* [RECORDS TO USE]
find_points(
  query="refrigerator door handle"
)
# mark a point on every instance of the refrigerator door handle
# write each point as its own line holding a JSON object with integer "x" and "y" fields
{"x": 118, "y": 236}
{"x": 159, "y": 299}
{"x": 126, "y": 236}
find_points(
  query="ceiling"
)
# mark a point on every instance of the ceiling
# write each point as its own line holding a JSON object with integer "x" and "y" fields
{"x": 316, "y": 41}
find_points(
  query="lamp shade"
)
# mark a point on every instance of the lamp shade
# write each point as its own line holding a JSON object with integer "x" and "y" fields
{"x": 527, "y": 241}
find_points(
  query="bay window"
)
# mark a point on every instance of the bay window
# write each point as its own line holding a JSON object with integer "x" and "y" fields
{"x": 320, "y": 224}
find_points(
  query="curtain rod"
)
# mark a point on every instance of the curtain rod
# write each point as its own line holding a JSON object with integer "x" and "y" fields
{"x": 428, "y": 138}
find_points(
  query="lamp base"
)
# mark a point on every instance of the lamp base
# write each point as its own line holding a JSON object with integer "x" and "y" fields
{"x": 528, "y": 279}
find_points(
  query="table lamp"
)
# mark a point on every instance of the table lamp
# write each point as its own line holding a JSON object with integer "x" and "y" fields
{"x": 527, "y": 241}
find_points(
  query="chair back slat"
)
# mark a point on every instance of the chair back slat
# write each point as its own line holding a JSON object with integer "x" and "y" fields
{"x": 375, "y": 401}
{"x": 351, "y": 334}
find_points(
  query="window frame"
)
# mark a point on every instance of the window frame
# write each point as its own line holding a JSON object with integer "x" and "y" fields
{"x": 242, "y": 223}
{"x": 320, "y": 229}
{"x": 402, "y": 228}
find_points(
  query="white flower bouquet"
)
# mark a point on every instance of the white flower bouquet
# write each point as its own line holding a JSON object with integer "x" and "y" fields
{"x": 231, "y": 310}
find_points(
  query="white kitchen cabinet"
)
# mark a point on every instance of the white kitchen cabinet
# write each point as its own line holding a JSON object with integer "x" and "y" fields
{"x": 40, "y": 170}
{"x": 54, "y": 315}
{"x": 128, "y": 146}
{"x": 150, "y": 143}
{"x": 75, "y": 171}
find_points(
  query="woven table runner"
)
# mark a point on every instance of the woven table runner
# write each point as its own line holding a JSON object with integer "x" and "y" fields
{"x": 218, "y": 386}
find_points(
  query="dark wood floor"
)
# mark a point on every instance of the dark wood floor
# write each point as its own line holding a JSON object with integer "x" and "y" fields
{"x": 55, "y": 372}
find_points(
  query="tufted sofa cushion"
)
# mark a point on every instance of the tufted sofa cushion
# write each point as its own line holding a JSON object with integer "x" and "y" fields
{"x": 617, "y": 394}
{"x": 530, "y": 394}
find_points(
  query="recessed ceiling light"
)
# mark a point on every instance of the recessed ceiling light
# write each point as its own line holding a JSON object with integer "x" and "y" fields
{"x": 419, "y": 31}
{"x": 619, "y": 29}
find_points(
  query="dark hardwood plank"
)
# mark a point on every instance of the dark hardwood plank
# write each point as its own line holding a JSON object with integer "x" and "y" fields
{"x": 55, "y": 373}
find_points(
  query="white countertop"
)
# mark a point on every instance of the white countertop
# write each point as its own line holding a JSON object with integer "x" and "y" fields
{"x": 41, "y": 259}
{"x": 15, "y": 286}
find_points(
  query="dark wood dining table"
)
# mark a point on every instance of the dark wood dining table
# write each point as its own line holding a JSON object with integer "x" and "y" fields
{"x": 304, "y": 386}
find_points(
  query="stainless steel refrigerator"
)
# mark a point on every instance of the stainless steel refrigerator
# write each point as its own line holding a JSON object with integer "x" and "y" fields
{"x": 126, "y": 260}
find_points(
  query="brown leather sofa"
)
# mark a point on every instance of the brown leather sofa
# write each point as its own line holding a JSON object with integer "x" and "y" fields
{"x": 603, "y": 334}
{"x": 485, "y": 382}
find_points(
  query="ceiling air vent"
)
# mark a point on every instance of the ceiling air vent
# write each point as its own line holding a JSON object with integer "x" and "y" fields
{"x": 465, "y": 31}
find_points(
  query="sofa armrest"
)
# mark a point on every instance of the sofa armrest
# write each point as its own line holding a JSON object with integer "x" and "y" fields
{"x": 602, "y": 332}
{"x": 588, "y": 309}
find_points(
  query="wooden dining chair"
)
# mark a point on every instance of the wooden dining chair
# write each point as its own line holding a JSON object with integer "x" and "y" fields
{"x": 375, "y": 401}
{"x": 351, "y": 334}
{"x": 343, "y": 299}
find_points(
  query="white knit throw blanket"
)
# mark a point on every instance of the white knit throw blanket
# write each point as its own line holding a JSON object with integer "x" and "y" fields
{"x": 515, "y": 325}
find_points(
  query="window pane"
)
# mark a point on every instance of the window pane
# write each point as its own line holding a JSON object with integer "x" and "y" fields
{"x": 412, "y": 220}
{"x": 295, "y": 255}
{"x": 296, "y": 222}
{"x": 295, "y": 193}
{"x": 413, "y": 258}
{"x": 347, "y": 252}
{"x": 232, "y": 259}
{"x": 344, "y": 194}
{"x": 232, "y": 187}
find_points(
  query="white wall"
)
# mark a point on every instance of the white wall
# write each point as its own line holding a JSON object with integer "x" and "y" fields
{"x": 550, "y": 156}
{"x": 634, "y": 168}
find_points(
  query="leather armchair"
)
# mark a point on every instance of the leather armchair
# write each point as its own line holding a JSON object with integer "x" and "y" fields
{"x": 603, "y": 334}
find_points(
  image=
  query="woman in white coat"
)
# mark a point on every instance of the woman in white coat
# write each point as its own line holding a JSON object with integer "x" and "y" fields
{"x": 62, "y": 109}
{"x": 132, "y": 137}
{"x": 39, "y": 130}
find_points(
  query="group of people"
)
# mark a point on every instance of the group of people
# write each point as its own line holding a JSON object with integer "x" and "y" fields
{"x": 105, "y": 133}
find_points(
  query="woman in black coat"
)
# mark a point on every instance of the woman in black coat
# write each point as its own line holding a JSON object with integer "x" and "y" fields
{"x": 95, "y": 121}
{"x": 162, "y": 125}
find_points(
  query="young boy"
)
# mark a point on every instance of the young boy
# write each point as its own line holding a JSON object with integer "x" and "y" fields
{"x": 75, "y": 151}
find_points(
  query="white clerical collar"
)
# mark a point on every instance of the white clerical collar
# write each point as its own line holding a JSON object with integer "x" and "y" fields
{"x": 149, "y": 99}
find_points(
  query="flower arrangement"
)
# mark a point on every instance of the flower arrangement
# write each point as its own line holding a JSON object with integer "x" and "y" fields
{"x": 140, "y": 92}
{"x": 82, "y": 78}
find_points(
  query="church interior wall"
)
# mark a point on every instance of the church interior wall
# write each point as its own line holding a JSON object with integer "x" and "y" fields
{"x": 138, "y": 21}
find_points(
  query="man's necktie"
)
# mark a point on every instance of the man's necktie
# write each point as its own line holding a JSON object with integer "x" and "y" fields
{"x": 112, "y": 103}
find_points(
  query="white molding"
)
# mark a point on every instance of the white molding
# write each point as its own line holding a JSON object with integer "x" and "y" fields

* [JOB]
Write out the full set of records exactly as given.

* [THE RESULT]
find_points(
  query="refrigerator door handle"
)
# mark a point on every instance of the refrigerator door handle
# write each point as its own line holding a JSON object with integer "x" and "y" fields
{"x": 118, "y": 236}
{"x": 159, "y": 299}
{"x": 126, "y": 236}
find_points(
  query="ceiling"
)
# mark a point on every instance of the ceiling
# write each point as its own line holding a JSON object with integer "x" and "y" fields
{"x": 316, "y": 41}
find_points(
  query="lamp shade"
)
# mark a point on every instance of the lamp shade
# write each point as its own line holding a JSON object with integer "x" and "y" fields
{"x": 527, "y": 241}
find_points(
  query="bay window"
)
# mark a point on every instance of the bay window
# write each point as its own line holding a JSON object with integer "x" and "y" fields
{"x": 320, "y": 224}
find_points(
  query="curtain rod"
)
# mark a point on every instance of the curtain rod
# write each point as its own line holding a JSON object with integer "x" and "y" fields
{"x": 428, "y": 138}
find_points(
  query="lamp base"
)
# mark a point on every instance of the lamp base
# write each point as its own line holding a JSON object with integer "x" and "y" fields
{"x": 528, "y": 279}
find_points(
  query="table lamp"
)
# mark a point on every instance of the table lamp
# write each point as its own line holding a JSON object with integer "x" and "y" fields
{"x": 527, "y": 241}
find_points(
  query="chair back slat"
)
# mark a point on every instance of the chair back slat
# write each point as its own line holding a JSON object with integer "x" and "y" fields
{"x": 375, "y": 401}
{"x": 351, "y": 334}
find_points(
  query="window frame"
)
# mark a point on every instance of the window frame
# write each point as its own line holding a JSON object with integer "x" and "y" fields
{"x": 242, "y": 223}
{"x": 320, "y": 229}
{"x": 402, "y": 228}
find_points(
  query="white flower bouquet"
)
# mark a point on every instance of the white flower bouquet
# write each point as its own line holding a JSON object with integer "x" and "y" fields
{"x": 231, "y": 310}
find_points(
  query="white kitchen cabinet"
)
# mark a point on every instance of the white kitchen cabinet
# write each point as its own line holding a JSON object with integer "x" and "y" fields
{"x": 40, "y": 170}
{"x": 54, "y": 315}
{"x": 128, "y": 146}
{"x": 150, "y": 143}
{"x": 75, "y": 171}
find_points(
  query="woven table runner"
)
# mark a point on every instance of the woven table runner
# write each point as its own line holding a JSON object with integer "x" and "y" fields
{"x": 218, "y": 386}
find_points(
  query="dark wood floor"
)
# mark a point on every instance of the dark wood floor
# write each point as its own line holding a JSON object with integer "x" and "y" fields
{"x": 55, "y": 372}
find_points(
  query="tufted sofa cushion"
)
# mark a point on every instance of the tufted sofa cushion
# write each point as its own line holding a JSON object with integer "x" and "y" fields
{"x": 617, "y": 394}
{"x": 530, "y": 394}
find_points(
  query="recessed ceiling light"
)
# mark a point on every instance of the recessed ceiling light
# write each point as its own line holding a JSON object with integer "x" and "y" fields
{"x": 419, "y": 31}
{"x": 619, "y": 29}
find_points(
  query="dark hardwood plank"
)
# mark a point on every instance of the dark hardwood plank
# write each point as its own line holding a JSON object with integer "x" and "y" fields
{"x": 55, "y": 373}
find_points(
  query="white countertop"
)
# mark a point on every instance of the white countertop
# write each point as its own line holding a JSON object with integer "x" and "y" fields
{"x": 41, "y": 259}
{"x": 15, "y": 286}
find_points(
  query="dark wood dining table"
)
# mark a point on every instance of the dark wood dining table
# write each point as its own line holding a JSON object with integer "x" and "y" fields
{"x": 304, "y": 386}
find_points(
  query="stainless steel refrigerator"
)
# mark a point on every instance of the stainless steel refrigerator
# write each point as its own line holding a JSON object with integer "x" and "y" fields
{"x": 126, "y": 260}
find_points(
  query="brown leather sofa"
)
# mark a point on every instance of the brown leather sofa
# write each point as its own line holding a JSON object with integer "x" and "y" fields
{"x": 603, "y": 334}
{"x": 485, "y": 382}
find_points(
  query="ceiling air vent"
)
# mark a point on every instance of the ceiling air vent
# write each point as its own line holding a JSON object with integer "x" and "y" fields
{"x": 465, "y": 31}
find_points(
  query="sofa armrest"
)
# mark a point on every instance of the sofa armrest
# write each point as its own line holding a JSON object with integer "x" and "y" fields
{"x": 602, "y": 332}
{"x": 588, "y": 309}
find_points(
  query="wooden dining chair"
)
# mark a point on every instance of the wooden dining chair
# write each point as its own line holding a JSON object with integer "x" and "y" fields
{"x": 375, "y": 401}
{"x": 351, "y": 334}
{"x": 343, "y": 299}
find_points(
  query="white knit throw blanket"
)
# mark a point on every instance of the white knit throw blanket
# write each point as its own line holding a JSON object with integer "x" and "y" fields
{"x": 515, "y": 325}
find_points(
  query="window pane"
)
# mark a point on every instance of the window pane
# write each point as its own line holding a JSON object with integer "x" and "y" fields
{"x": 412, "y": 220}
{"x": 295, "y": 255}
{"x": 296, "y": 222}
{"x": 295, "y": 193}
{"x": 413, "y": 258}
{"x": 347, "y": 252}
{"x": 232, "y": 259}
{"x": 344, "y": 194}
{"x": 232, "y": 187}
find_points(
  query="white wall"
)
# mark a point on every instance of the white wall
# write each point as its own line holding a JSON object with integer "x" and "y" fields
{"x": 550, "y": 156}
{"x": 634, "y": 168}
find_points(
  query="leather armchair"
)
# mark a point on every instance of the leather armchair
# write each point as its own line holding a JSON object with integer "x" and "y" fields
{"x": 603, "y": 334}
find_points(
  image=
  query="woman in white coat"
)
# mark a point on every instance of the woman in white coat
# write each point as its own line holding a JSON object with integer "x" and "y" fields
{"x": 62, "y": 109}
{"x": 132, "y": 137}
{"x": 39, "y": 130}
find_points(
  query="group of people"
)
# mark a point on every instance of the group of people
# write each point as its own line holding a JSON object with integer "x" and "y" fields
{"x": 105, "y": 133}
find_points(
  query="woman in black coat"
)
# mark a point on every instance of the woman in black coat
# write each point as its own line holding a JSON object with integer "x" and "y" fields
{"x": 95, "y": 121}
{"x": 162, "y": 125}
find_points(
  query="young boy"
)
# mark a point on every instance of the young boy
# write each point as its own line holding a JSON object with integer "x" and "y" fields
{"x": 75, "y": 151}
find_points(
  query="white clerical collar"
)
# mark a point on every instance of the white clerical collar
# write each point as its own line holding a JSON object with integer "x" and "y" fields
{"x": 149, "y": 99}
find_points(
  query="flower arrangement"
)
# mark a point on every instance of the flower arrangement
# write each point as its own line holding a JSON object with integer "x" and "y" fields
{"x": 140, "y": 92}
{"x": 82, "y": 78}
find_points(
  query="church interior wall"
)
# mark a point on every instance of the church interior wall
# write each point as its own line holding a JSON object with integer "x" and "y" fields
{"x": 138, "y": 21}
find_points(
  query="man's necktie"
)
# mark a point on every instance of the man's necktie
# write each point as its own line holding a JSON object with integer "x" and "y" fields
{"x": 112, "y": 103}
find_points(
  query="white molding"
)
# mark a point on every instance of the white molding
# write each point as its own line holding a JSON object with integer "x" and "y" fields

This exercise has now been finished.